Could you copy out, word for word, the part of the records below that opens with the line containing "Annotate each instance of the tree trunk" and closes with the line containing "x=257 y=159", with both of those lines included?

■ **Materials provided**:
——

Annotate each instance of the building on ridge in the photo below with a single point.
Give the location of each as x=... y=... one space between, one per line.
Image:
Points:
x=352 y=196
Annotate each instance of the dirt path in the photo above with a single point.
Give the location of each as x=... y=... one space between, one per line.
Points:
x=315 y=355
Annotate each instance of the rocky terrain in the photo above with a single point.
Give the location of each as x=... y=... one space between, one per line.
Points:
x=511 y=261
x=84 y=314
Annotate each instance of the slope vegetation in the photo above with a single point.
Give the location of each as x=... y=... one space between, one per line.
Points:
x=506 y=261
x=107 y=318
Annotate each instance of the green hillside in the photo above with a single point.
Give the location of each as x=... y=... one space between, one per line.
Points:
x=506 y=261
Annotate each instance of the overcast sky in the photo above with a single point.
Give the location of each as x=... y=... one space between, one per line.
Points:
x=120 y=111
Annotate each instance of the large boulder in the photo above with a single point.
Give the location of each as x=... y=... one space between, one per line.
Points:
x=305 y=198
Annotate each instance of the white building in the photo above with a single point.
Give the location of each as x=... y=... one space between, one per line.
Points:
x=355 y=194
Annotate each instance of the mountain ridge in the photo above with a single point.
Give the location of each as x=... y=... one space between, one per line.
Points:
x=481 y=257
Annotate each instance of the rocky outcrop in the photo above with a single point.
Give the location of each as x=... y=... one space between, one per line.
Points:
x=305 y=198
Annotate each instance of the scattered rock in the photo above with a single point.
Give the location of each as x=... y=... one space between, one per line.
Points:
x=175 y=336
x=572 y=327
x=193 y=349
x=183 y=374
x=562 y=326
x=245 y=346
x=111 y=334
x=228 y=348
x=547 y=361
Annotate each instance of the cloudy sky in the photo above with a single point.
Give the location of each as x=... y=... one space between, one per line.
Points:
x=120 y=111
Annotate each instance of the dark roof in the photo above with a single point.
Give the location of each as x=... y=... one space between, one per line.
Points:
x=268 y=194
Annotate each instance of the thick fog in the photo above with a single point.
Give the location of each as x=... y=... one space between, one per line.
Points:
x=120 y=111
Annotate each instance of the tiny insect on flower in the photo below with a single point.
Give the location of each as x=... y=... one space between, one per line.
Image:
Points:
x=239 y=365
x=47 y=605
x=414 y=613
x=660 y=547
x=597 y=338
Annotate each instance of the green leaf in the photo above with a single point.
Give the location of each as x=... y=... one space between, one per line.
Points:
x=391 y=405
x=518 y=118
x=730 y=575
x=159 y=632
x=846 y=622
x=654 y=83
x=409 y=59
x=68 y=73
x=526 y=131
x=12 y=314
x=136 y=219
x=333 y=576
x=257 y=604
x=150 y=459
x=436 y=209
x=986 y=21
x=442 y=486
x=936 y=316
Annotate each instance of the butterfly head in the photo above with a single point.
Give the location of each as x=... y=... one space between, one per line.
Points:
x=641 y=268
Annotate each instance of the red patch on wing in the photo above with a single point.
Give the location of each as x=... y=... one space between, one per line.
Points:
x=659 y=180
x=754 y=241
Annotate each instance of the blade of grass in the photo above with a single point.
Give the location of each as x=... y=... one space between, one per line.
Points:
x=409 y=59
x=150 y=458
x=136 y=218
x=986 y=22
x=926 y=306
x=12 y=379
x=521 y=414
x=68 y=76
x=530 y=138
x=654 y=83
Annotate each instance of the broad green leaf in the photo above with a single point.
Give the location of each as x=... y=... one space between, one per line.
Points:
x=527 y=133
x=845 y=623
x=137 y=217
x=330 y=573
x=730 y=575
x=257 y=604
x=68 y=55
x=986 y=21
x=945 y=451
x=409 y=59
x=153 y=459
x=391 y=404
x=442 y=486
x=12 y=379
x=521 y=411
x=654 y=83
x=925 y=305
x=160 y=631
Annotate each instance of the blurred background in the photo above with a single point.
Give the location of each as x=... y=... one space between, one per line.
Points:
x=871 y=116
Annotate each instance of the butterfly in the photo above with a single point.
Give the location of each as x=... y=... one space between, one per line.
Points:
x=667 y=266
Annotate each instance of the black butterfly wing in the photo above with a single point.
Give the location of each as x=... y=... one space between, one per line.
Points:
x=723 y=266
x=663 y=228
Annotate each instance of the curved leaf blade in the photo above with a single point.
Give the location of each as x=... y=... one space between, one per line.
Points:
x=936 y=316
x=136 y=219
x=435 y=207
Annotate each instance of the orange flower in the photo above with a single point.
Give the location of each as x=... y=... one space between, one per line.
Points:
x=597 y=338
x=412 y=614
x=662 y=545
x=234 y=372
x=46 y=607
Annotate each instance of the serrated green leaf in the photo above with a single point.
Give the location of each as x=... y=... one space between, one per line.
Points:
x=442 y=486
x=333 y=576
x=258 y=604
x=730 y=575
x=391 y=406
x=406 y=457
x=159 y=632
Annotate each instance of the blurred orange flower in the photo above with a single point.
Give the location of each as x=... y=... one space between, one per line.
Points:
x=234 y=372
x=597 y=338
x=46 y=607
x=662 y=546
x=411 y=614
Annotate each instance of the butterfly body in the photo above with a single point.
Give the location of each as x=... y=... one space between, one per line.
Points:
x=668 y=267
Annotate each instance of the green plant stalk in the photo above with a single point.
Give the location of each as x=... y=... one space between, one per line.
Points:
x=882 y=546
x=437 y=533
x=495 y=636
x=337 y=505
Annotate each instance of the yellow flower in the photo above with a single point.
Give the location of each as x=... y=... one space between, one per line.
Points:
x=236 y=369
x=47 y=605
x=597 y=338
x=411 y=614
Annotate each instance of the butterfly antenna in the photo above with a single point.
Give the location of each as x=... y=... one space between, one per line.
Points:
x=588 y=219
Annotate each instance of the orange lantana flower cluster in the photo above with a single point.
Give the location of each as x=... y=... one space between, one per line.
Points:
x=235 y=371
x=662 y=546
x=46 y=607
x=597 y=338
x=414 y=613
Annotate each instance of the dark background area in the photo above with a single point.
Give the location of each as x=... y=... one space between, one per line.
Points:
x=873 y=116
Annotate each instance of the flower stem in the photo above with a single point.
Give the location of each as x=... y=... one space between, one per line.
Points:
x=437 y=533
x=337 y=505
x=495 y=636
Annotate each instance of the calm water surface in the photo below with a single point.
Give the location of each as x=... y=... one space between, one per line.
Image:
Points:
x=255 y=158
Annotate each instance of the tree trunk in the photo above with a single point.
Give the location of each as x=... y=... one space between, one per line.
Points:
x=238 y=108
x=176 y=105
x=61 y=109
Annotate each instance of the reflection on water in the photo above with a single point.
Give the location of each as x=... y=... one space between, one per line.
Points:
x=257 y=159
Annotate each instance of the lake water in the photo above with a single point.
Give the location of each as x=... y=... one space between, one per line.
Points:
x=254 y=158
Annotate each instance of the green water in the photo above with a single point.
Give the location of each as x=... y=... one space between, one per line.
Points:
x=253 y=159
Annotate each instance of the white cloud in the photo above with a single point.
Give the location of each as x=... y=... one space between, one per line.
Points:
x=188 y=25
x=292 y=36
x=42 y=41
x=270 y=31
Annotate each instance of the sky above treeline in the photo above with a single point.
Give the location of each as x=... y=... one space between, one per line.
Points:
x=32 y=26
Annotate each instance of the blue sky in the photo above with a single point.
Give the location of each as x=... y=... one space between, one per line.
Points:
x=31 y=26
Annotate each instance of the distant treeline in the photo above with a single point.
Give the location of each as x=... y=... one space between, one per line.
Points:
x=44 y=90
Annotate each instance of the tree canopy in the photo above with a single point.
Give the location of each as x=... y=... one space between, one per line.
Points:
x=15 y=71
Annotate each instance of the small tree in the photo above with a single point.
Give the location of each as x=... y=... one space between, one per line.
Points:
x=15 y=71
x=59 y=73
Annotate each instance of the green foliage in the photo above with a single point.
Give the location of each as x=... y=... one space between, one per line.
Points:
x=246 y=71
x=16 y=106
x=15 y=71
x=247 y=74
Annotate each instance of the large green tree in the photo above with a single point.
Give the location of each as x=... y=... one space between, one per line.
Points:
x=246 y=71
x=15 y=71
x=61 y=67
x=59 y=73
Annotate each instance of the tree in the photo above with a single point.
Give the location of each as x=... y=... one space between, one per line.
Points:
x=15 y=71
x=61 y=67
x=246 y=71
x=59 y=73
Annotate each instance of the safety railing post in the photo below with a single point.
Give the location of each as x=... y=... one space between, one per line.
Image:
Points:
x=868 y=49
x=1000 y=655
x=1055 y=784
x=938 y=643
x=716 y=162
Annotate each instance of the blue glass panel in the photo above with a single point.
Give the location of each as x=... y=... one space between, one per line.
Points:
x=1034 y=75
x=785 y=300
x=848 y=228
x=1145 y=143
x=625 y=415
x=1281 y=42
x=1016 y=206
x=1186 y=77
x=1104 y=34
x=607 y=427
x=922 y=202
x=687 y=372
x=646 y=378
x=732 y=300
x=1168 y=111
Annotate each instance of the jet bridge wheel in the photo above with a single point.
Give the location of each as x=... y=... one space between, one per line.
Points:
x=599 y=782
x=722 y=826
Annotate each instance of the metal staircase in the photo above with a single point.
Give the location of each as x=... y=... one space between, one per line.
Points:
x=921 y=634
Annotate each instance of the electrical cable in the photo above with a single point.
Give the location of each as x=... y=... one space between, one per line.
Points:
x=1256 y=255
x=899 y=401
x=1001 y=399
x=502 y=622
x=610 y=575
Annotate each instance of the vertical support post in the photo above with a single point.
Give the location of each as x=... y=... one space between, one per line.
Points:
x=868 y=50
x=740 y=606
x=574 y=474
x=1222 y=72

——

■ **Output below**:
Annotate each instance of the tree trunk in the photo above with a single point.
Give the location of each as x=... y=... one space between, one per line.
Points:
x=238 y=108
x=176 y=105
x=61 y=109
Annotate each instance of the reflection on water in the photo above with a single point.
Give the location of each as x=... y=... one space between, one per line.
Points:
x=257 y=159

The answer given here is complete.